** Start **

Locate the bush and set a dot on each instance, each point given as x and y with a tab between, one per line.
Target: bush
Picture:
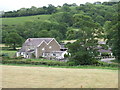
70	63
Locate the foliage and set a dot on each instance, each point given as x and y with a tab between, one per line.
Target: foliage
35	62
13	40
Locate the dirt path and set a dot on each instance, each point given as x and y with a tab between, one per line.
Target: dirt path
45	77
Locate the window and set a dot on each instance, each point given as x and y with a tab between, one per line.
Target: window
50	47
43	49
54	54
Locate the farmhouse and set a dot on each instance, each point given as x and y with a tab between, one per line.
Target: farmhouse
42	47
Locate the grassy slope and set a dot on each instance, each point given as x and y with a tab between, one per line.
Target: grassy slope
21	20
44	77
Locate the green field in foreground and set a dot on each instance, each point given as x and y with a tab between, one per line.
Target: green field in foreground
75	67
21	20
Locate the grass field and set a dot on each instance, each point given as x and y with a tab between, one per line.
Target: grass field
21	20
46	77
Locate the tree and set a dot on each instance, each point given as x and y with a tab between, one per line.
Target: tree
13	40
51	9
83	51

** End **

TASK GOAL >> Format all of the rows above as a two-column CSV with the headers request and answer. Each row should become one CSV line, with its request text and its answer each in a single quoted field, line breaks replaced by spaces, and the pictures left out.

FINAL RESULT >>
request,answer
"Locate the bush and set a dot on each instance, each point given as x and y with a tab between, one per line. Target: bush Picture:","70	63"
"Locate the foliage and set a dot on each instance, each point given as x and y with a tab between, one per line. Target: foliage","35	62 13	40"
"Locate the dirt path and set a dot on each instance, each point given as x and y with a tab between, one per line. Target: dirt path","45	77"
"Locate the window and set a dot on each instance, each point given as x and y with a tab between, one per line. Target: window","50	47 43	49 54	54"
"Locate the farmhouse and set a dot on each instance, each point given as x and y with a tab between, one per line. Target: farmhouse","42	47"
"Locate the grassy slope and set a dot on each instance, each point given as x and y with a tab between, one per line. Target: grassy slope","21	20 44	77"
"Locate the green field in foreground and set a dot on each instance, each point given as x and y with a tab between, one per line. Target: green field in foreground","75	67 21	20"
"Locate the grass field and set a dot on each instance, each point given as x and y with a tab between, one per line. Target: grass field","21	20 46	77"
"Locate the tree and set a dot on each instance, each point given as x and y with a tab between, one per line. Target: tree","13	40 51	9 83	51"